INSTRUCTIONS FOR THE TASK: Reproduce the stretch of rows from the start through the line containing "[0, 114, 192, 182]", substituting "roof peak" for "roof ridge" and keeping everything else unchanged. Omit the pictures.

Records:
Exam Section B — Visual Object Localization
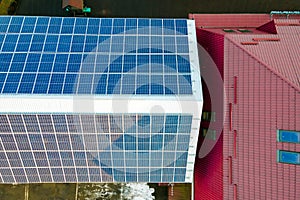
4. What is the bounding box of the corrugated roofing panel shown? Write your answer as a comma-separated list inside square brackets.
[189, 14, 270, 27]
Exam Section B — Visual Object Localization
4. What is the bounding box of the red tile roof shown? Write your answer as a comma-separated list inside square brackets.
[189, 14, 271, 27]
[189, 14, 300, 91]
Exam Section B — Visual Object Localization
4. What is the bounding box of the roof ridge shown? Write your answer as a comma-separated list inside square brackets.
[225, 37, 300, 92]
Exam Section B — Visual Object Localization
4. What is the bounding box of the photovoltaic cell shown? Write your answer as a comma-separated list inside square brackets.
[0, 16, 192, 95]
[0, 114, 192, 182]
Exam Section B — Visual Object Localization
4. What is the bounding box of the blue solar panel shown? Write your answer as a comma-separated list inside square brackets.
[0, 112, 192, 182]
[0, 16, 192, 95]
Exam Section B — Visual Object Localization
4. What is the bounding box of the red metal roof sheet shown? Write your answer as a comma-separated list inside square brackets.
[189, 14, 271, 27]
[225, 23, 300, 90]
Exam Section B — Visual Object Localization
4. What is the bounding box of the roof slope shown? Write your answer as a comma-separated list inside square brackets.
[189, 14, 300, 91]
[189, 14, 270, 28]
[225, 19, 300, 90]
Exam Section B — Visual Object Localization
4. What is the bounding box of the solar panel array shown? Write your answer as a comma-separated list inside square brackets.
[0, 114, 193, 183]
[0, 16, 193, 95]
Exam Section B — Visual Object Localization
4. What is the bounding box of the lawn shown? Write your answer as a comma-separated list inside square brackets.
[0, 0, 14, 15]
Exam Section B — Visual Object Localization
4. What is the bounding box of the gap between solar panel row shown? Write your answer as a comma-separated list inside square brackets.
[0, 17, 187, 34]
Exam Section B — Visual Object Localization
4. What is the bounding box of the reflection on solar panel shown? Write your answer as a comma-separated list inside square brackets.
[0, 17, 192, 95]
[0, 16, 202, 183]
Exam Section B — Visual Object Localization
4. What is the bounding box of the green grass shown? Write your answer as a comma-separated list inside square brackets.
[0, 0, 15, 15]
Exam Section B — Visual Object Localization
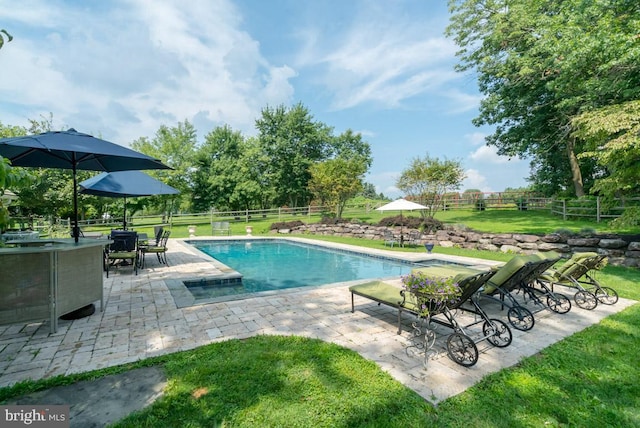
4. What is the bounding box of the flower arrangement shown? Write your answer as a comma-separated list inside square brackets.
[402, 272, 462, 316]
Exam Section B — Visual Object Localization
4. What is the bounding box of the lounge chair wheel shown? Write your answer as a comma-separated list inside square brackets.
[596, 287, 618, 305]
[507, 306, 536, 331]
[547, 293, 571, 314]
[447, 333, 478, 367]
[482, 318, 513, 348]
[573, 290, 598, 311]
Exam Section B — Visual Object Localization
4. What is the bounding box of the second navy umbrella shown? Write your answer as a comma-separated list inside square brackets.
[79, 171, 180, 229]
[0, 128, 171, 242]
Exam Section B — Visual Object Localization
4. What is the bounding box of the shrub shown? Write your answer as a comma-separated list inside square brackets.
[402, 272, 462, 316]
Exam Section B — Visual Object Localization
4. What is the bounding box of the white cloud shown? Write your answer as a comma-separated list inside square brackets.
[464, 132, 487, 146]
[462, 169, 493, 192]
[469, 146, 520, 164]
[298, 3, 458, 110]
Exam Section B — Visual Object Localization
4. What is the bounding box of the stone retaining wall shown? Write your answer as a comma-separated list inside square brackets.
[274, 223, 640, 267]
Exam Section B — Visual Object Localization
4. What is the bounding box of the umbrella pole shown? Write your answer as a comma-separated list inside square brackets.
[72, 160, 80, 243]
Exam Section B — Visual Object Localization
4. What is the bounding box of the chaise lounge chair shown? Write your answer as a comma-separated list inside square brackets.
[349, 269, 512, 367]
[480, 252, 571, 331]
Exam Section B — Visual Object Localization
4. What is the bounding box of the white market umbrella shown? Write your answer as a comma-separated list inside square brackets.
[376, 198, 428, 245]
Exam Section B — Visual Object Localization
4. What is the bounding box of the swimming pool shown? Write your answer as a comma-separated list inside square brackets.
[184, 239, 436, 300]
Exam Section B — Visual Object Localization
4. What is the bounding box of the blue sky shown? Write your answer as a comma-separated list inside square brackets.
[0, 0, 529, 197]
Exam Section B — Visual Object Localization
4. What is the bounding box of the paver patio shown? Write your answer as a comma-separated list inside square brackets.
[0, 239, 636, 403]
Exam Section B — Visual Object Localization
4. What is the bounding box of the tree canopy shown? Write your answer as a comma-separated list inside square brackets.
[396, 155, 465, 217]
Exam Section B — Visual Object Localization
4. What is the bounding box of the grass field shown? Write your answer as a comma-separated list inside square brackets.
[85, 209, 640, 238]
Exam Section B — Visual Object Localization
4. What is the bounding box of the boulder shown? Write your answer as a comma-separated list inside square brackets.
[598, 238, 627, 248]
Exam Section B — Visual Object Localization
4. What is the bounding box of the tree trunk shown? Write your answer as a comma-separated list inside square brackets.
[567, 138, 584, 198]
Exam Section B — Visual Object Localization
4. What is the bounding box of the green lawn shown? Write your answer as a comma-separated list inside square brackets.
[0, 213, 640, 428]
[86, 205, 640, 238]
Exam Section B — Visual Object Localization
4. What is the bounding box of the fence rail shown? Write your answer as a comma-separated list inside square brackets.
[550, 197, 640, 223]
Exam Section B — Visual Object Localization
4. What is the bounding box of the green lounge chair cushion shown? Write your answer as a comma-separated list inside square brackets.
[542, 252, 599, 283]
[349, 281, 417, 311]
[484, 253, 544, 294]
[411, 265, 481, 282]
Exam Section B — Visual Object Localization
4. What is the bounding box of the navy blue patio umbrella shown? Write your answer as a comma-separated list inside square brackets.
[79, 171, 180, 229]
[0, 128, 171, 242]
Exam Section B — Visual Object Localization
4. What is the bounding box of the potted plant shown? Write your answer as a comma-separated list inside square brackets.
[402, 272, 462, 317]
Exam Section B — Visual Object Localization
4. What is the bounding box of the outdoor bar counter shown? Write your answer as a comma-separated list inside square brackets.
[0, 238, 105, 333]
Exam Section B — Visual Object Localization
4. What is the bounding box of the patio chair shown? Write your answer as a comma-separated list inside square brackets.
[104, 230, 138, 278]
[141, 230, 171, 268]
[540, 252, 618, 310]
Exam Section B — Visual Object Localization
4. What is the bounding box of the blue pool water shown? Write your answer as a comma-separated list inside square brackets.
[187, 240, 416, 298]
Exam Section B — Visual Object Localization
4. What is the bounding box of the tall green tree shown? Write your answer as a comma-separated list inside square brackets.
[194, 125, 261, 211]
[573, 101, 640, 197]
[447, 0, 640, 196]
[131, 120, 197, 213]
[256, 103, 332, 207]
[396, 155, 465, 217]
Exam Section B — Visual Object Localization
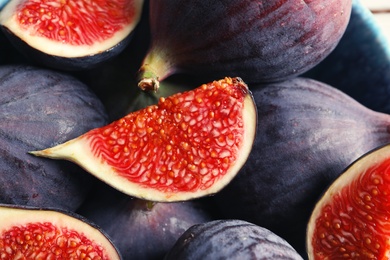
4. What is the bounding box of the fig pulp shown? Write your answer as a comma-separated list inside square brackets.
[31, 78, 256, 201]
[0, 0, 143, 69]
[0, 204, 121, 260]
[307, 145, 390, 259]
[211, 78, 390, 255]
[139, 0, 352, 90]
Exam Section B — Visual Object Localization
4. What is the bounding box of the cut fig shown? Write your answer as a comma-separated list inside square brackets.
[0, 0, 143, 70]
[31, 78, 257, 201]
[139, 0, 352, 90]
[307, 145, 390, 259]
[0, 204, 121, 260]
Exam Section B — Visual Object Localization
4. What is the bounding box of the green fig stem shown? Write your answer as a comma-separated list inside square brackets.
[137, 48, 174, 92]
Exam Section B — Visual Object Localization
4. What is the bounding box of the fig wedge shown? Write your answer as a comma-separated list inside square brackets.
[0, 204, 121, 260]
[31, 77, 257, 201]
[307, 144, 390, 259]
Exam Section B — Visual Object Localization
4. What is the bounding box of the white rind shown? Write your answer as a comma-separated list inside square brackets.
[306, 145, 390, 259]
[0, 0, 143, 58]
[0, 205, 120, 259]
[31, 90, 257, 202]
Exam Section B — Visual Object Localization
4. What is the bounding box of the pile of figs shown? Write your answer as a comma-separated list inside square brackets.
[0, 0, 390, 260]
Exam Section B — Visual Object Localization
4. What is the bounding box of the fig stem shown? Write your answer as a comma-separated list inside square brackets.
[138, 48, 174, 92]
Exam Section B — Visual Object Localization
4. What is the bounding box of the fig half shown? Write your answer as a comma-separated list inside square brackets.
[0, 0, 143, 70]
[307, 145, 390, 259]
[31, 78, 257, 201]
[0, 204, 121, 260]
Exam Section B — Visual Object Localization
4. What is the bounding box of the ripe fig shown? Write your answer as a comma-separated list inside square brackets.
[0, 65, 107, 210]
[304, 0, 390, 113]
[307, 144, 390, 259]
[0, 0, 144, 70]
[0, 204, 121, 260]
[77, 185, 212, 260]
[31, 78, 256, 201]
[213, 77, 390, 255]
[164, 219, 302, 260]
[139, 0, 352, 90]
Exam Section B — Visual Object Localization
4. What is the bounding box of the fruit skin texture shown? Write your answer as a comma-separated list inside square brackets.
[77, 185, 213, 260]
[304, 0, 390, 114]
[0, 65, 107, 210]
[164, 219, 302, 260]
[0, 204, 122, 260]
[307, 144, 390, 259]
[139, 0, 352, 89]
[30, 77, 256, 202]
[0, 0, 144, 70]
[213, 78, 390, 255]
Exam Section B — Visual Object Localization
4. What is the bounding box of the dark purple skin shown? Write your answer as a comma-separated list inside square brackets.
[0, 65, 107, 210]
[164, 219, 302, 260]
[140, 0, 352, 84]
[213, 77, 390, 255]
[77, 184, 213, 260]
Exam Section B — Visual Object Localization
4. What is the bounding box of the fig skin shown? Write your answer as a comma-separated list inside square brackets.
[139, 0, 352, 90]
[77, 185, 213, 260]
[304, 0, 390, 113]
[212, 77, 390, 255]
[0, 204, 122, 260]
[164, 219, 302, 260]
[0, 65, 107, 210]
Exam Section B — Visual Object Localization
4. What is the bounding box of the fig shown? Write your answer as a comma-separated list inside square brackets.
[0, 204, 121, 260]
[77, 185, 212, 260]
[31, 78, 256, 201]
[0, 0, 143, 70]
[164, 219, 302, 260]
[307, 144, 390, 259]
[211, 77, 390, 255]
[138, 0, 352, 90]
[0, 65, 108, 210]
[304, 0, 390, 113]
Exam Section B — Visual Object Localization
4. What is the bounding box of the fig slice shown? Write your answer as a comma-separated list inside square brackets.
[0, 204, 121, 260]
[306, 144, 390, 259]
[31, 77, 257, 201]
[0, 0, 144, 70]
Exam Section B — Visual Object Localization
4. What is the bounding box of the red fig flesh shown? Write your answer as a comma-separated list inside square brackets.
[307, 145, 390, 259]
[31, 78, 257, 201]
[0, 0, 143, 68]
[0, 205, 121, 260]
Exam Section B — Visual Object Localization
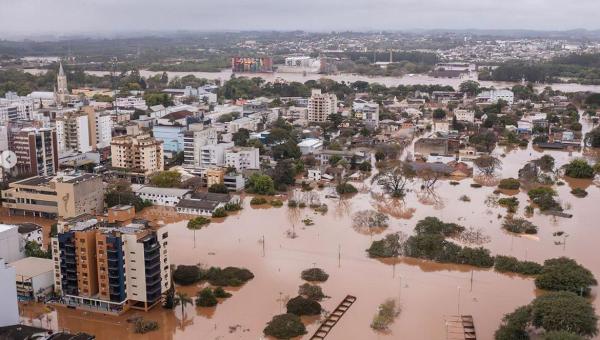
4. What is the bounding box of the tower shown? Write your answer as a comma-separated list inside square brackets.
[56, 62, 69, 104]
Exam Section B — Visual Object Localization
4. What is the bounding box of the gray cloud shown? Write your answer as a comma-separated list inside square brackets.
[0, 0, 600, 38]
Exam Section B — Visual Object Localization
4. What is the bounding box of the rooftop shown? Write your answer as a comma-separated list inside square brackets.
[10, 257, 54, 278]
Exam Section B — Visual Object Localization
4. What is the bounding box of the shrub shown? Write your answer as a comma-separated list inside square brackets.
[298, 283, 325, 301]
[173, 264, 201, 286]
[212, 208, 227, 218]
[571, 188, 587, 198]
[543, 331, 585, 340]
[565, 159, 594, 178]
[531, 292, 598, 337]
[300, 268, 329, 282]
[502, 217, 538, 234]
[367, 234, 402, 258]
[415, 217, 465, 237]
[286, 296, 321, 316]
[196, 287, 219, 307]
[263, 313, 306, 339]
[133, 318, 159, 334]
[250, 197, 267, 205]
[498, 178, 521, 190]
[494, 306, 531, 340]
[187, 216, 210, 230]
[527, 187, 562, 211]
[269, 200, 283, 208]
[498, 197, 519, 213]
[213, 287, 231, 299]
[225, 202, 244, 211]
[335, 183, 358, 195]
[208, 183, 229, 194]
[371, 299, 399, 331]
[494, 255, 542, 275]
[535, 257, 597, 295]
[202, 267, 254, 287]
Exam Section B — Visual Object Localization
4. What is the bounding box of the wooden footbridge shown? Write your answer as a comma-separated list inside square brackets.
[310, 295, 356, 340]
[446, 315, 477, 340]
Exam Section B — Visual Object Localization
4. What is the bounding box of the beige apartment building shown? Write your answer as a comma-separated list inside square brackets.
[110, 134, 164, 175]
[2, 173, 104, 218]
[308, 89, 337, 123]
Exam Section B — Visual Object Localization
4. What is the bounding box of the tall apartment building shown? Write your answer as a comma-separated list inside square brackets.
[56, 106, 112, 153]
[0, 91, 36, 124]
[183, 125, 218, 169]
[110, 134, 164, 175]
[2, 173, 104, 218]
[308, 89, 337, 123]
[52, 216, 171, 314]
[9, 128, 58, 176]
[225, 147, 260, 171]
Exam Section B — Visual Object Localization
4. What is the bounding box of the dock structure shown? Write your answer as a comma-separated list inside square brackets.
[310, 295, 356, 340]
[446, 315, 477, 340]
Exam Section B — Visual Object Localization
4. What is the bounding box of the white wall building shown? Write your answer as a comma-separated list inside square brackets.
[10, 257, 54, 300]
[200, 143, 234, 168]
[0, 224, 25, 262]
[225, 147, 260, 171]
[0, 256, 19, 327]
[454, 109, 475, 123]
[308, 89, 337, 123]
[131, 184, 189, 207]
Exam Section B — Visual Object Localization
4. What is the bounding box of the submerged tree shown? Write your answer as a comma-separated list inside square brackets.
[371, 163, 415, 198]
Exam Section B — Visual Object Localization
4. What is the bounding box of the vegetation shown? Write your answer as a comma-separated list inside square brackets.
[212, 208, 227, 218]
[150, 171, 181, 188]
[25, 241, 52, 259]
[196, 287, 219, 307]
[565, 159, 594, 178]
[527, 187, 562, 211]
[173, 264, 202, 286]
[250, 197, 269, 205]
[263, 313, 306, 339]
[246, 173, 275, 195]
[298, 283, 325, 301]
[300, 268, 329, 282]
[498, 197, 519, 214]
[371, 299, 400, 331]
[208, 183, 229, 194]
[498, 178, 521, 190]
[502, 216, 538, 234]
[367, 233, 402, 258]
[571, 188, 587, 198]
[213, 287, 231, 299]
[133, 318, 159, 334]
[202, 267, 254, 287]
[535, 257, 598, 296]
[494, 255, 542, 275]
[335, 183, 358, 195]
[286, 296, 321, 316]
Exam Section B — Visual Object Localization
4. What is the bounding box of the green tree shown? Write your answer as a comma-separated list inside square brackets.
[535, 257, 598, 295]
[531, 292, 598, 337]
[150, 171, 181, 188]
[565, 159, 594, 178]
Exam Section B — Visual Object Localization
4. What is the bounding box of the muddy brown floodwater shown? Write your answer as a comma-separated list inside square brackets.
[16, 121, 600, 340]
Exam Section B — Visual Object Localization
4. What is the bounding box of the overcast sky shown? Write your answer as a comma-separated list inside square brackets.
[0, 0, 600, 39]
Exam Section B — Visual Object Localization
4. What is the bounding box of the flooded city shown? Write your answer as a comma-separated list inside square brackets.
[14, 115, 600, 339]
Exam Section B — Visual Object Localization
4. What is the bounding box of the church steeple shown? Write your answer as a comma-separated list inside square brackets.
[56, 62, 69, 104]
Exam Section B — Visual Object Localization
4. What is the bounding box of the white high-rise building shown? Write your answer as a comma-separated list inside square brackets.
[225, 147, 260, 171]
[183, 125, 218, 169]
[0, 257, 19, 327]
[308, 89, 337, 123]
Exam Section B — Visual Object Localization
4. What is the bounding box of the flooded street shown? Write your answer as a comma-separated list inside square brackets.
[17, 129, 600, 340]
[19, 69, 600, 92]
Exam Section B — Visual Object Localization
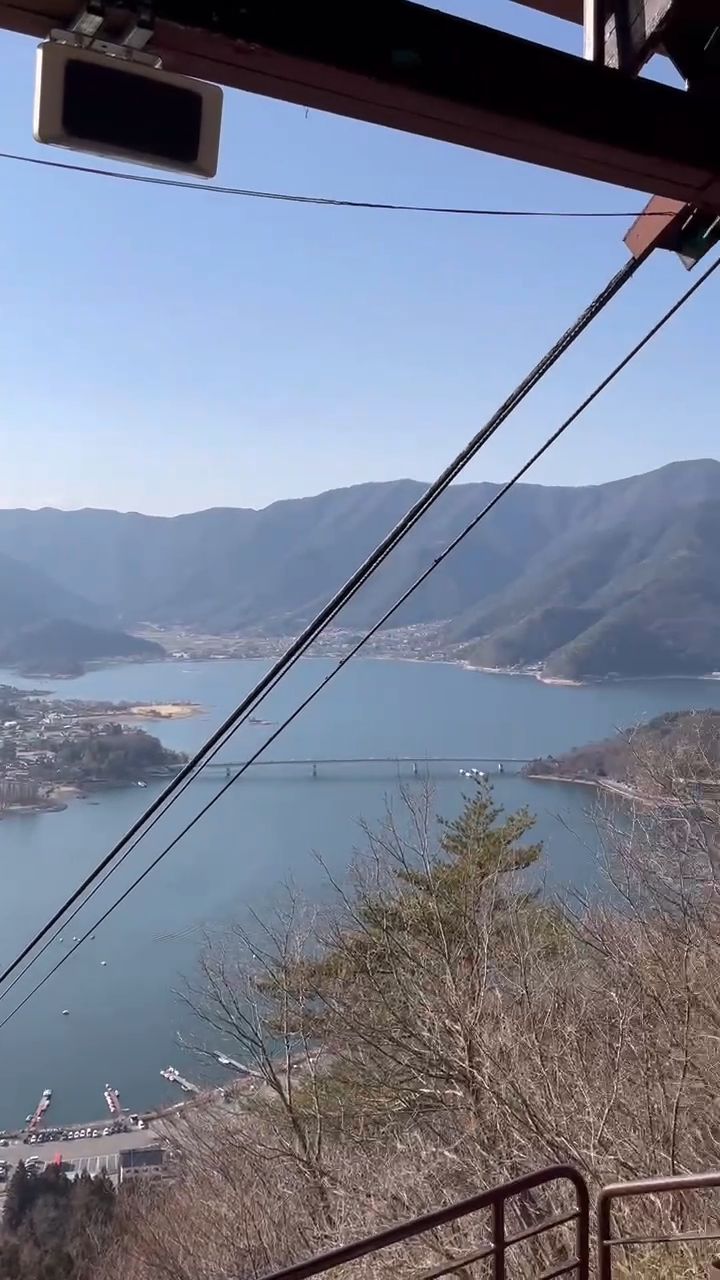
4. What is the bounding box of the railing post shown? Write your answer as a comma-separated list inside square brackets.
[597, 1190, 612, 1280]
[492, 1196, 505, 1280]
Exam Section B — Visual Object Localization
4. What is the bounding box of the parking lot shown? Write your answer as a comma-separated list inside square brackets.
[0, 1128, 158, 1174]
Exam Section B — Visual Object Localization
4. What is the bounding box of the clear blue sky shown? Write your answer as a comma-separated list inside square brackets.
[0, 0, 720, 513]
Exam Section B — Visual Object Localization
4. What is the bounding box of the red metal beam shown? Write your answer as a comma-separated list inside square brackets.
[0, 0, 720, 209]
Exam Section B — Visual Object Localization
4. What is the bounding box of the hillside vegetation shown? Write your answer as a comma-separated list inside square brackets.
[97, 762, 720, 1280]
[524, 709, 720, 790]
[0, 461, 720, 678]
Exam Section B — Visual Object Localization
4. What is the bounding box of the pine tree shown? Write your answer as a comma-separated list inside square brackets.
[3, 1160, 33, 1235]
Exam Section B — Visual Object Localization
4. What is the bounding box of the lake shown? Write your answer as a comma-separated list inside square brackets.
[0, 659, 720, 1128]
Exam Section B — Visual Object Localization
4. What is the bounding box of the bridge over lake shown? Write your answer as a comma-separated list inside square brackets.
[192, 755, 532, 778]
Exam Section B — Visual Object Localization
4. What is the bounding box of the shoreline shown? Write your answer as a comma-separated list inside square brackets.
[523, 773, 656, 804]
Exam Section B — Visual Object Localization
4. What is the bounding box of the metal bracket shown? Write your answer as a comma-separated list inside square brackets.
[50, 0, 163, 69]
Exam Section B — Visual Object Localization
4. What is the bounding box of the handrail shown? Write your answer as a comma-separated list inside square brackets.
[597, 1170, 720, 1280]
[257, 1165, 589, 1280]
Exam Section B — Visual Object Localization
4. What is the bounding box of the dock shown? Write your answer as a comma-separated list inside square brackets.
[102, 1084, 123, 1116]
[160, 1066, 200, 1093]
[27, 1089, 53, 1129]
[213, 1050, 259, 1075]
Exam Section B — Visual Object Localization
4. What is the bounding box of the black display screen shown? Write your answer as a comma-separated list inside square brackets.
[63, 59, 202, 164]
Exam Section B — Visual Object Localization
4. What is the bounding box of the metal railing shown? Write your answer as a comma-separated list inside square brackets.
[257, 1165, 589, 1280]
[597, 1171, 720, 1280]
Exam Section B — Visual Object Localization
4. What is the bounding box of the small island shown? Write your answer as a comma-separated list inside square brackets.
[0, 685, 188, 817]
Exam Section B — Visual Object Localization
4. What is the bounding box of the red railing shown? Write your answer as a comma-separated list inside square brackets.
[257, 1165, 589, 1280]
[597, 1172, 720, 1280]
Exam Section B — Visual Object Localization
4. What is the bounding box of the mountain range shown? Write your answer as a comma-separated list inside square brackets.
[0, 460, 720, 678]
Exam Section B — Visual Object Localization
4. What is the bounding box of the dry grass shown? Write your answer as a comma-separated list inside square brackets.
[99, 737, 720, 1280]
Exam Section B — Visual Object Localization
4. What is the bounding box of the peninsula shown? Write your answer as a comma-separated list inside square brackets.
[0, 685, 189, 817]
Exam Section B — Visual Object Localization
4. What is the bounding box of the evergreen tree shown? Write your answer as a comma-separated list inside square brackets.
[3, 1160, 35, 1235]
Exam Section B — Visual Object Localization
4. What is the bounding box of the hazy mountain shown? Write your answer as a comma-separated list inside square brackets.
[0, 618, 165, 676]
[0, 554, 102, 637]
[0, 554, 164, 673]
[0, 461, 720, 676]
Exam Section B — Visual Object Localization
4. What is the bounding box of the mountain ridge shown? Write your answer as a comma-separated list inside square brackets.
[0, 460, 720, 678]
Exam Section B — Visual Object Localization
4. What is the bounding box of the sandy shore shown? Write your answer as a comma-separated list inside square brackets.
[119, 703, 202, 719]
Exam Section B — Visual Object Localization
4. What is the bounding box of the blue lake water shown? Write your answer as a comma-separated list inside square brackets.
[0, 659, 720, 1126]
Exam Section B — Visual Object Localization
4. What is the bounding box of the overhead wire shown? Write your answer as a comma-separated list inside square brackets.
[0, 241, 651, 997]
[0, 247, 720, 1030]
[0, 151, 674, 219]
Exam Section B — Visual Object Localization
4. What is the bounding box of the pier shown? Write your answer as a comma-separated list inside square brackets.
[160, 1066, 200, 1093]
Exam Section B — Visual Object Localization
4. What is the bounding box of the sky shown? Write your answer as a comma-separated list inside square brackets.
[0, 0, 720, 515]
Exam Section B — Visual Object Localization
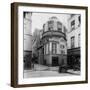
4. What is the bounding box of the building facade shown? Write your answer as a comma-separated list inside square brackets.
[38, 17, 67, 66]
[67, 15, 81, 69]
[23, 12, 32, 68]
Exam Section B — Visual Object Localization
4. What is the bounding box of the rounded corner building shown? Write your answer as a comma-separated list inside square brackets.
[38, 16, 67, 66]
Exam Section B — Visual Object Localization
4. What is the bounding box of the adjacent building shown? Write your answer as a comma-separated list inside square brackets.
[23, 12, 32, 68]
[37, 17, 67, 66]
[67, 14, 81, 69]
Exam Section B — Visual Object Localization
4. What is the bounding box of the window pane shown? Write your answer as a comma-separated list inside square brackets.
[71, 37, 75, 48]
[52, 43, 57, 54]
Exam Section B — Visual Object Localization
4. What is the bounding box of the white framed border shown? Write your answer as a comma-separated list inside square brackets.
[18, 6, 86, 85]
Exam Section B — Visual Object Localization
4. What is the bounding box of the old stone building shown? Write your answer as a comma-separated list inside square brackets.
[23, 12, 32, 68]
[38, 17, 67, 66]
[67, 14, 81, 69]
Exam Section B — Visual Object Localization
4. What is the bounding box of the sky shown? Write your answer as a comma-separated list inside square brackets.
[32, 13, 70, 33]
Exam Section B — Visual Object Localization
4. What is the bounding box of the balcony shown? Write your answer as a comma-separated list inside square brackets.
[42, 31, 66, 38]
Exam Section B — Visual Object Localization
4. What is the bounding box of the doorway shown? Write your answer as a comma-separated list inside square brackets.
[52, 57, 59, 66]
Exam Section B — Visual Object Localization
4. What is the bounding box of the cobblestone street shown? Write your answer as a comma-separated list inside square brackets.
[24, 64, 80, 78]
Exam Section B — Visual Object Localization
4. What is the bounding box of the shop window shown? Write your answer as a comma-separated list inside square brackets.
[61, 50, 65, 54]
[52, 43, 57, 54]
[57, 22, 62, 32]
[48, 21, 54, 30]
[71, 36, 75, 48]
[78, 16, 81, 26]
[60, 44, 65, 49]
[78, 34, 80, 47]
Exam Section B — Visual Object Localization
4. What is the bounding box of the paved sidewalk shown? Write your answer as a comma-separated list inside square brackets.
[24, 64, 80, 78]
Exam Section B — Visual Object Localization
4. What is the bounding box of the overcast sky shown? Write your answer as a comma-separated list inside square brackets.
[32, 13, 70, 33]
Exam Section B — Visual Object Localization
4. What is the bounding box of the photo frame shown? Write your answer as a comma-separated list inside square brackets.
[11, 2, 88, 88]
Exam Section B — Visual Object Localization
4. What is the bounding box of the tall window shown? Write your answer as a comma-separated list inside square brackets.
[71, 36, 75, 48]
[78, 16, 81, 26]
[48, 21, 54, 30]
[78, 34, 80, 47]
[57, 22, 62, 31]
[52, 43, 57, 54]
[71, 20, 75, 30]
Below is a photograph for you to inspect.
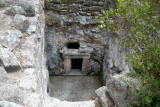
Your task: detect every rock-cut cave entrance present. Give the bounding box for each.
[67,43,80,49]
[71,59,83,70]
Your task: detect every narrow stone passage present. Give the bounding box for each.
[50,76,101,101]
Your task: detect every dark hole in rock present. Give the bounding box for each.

OUTPUT OF THE TASK:
Exam Section B — Visual Object Localization
4. What is the bounding box of the corrugated roofing panel shown? Write your answer as a comma-separated list inside square brackets.
[189, 14, 270, 27]
Exam Section B — Visual Object Localization
4. What is the bounding box of the red tile roof shown? Write your answer as a comma-separated list inside square brackets.
[189, 14, 271, 27]
[189, 14, 300, 91]
Exam Section B — Visual Object Localization
4. What is the bounding box of the roof peak shown? Write your answer as a comma-separated list inside square brackets.
[225, 37, 300, 92]
Exam Section B — Visual Object Localization
4. What is the bounding box of the photovoltaic cell shown? Write your answer as a comma-separated list inside square brackets.
[0, 16, 192, 95]
[0, 114, 192, 182]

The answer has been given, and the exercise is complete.